::: TASK MATERIAL :::

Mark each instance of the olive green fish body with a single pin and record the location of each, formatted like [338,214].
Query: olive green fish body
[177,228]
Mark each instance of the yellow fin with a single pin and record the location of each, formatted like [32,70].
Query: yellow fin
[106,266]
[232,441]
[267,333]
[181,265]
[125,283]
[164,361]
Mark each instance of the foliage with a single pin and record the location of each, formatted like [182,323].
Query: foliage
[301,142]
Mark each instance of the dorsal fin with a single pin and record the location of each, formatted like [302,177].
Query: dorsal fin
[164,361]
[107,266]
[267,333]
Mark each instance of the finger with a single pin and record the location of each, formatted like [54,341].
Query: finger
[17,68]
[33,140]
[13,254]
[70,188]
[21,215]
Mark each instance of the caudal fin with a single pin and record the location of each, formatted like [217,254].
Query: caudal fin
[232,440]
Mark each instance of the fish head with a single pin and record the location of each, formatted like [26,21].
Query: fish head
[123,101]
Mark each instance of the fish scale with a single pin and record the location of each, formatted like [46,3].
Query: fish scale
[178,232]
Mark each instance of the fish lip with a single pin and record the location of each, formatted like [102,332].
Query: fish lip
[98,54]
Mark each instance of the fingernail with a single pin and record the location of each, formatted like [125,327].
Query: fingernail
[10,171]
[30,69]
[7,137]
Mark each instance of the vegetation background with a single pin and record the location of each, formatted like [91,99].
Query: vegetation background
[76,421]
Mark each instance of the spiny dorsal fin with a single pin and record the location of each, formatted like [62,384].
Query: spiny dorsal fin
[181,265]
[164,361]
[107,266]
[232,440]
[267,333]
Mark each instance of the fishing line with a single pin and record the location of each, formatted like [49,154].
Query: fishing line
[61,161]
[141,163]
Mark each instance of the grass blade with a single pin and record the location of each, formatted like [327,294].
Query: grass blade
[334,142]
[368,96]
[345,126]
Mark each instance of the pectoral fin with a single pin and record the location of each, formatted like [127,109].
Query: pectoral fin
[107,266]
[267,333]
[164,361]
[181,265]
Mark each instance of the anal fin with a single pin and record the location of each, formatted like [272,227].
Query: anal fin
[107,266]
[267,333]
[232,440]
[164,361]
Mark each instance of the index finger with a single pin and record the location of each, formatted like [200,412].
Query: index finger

:::

REQUIRED ACTION: Across the entries, how many lines hold the word "index"? Say only the number.

SOLUTION TO THE EXERCISE: 2